# Passage provided
○ ○ ○ ○ ○

UN expert calls for ‘inclusive society’ to end scourge of slavery
03 December 2021
Sri Lanka has a robust legal framework to tackle contemporary forms of slavery and been making progress in other areas, such as increasing minimum age of employment from 14 to 16 and the establishment of a child-labour free zone. However, Sri Lanka must become more inclusive and embrace all sectors of society if it is to overcome major issues such as caste-based discrimination and labour exploitation which in some cases may amount to forced labour and servitude, a UN expert said.
Tomoya Obokata, the UN Special Rapporteur on contemporary forms of slavery, said he was concerned about links between labour exploitation and discrimination based on gender, age, ethnicity, caste, class and other grounds.
"It is high time to end the persisting discriminatory attitudes and practices which are at the core of forced labour, child labour and other exploitative practices," Obokata told journalists in Colombo at the end of an eight-day visit to Sri Lanka.
"A society needs to be inclusive to thrive and access to quality education, training and decent work is essential to end contemporary forms of slavery for all. The Government must listen to the people, including the most marginalized ones, and the silence on sensitive issues such as caste-based discrimination must be broken in order to trigger positive change."
During his visit, Obokata met officials from the Government, the Human Rights Commission of Sri Lanka, civil society organisations, trade unions and the UN, as well as human rights defenders, academics, migrant workers and victims of labour exploitation. Obokata also visited two textile factories in the Free Trade Zone of Katunayake, and made trips to Kandy and several tea estates.
“I witnessed first-hand that Malayaha Tamils are disproportionally affected by marginalization, discrimination, exploitative working conditions and appalling living conditions,” the expert said.

○ ○ ○ ○ ○

# Free-text object descriptions
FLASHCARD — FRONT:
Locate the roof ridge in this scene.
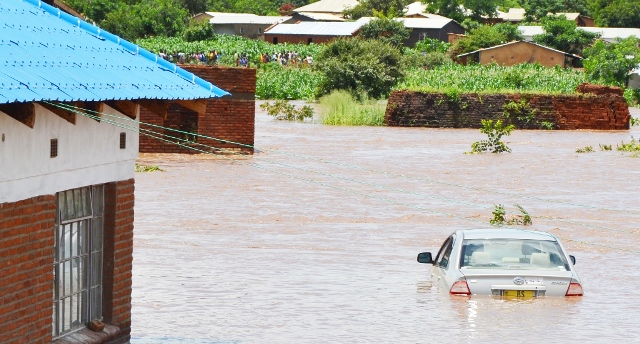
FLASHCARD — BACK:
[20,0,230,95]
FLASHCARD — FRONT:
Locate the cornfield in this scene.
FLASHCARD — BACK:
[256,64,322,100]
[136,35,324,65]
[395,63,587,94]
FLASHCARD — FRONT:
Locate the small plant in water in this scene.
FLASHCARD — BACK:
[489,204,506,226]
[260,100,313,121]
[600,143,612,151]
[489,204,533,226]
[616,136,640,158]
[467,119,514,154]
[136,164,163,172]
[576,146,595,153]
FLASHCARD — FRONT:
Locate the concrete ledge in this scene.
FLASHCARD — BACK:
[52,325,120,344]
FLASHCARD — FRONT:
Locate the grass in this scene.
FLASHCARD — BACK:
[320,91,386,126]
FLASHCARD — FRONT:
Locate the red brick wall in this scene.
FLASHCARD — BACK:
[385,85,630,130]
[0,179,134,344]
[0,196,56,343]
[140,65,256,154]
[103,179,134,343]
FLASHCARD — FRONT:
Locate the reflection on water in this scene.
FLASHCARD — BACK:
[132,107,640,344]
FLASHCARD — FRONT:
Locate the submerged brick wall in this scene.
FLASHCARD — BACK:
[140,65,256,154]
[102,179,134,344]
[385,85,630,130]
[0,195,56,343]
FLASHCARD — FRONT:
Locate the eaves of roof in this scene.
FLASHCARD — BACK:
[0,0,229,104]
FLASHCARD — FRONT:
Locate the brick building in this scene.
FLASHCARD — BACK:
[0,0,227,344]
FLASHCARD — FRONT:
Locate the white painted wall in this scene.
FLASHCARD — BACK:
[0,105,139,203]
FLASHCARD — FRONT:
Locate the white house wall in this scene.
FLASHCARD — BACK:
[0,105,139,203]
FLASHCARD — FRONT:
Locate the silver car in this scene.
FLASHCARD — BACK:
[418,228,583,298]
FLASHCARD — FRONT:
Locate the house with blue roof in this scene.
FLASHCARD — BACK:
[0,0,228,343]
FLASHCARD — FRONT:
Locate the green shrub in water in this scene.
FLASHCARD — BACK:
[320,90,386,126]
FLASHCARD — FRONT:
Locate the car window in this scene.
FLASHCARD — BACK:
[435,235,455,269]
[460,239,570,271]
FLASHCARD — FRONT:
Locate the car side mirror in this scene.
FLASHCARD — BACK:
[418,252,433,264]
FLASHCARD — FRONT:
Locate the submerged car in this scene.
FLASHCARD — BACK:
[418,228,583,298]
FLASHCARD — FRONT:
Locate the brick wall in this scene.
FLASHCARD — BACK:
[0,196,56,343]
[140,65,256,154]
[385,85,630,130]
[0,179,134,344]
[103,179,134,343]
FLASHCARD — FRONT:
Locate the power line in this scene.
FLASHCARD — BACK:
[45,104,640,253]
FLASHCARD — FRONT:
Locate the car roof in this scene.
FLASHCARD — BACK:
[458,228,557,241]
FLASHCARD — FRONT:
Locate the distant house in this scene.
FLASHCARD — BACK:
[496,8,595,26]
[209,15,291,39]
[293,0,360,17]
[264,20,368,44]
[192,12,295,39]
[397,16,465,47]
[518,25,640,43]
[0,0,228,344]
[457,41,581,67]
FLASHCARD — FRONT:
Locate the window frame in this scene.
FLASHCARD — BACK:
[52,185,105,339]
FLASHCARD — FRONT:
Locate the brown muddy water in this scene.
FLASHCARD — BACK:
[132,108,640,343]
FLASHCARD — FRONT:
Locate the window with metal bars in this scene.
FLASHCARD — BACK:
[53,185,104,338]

○ ○ ○ ○ ○

# Exercise 1
In the report on slavery in Sri Lanka, rewrite the paragraph beginning "During his visit, Obokata met" as a bulleted list that keeps its main facts.
# Exercise 2
Continue the report on slavery in Sri Lanka, beginning after its final sentence.

# Written answer 1
- Obokata met officials from the Government, the Human Rights Commission of Sri Lanka, civil society organisations, trade unions and the UN.
- He also met human rights defenders, academics, migrant workers and victims of labour exploitation.
- He visited two textile factories in the Free Trade Zone of Katunayake.
- He traveled to Kandy and several tea estates.

# Written answer 2
Obokata received reports about instances of child labour in domestic work and in other areas of the informal economy and the services industry. He also voiced concern over persistent gender inequality and discrimination affecting women.
The Special Rapporteur said microfinance schemes which disproportionally target women living in poverty in rural areas and often lead to high levels of indebtedness are a major concern. He also said low wages are not keeping up with the rising cost of living in Sri Lanka.
Obokata received reports about the recurrent employment of retired military officials in private businesses such as tea plantations and garment factories. He was informed of regular harassment and intimidation of civil society representatives, human rights defenders and members of trade unions and a shrinking civic space, including through the application of Covid-related restrictions to freedom of assembly.
Sex workers of all gender identities and sexual orientations face discrimination, stigma and a particular risk of being sexually exploited and abused, including by law enforcement officials.
The Special Rapporteur’s report on the visit will be presented to the Human Rights Council in September 2022.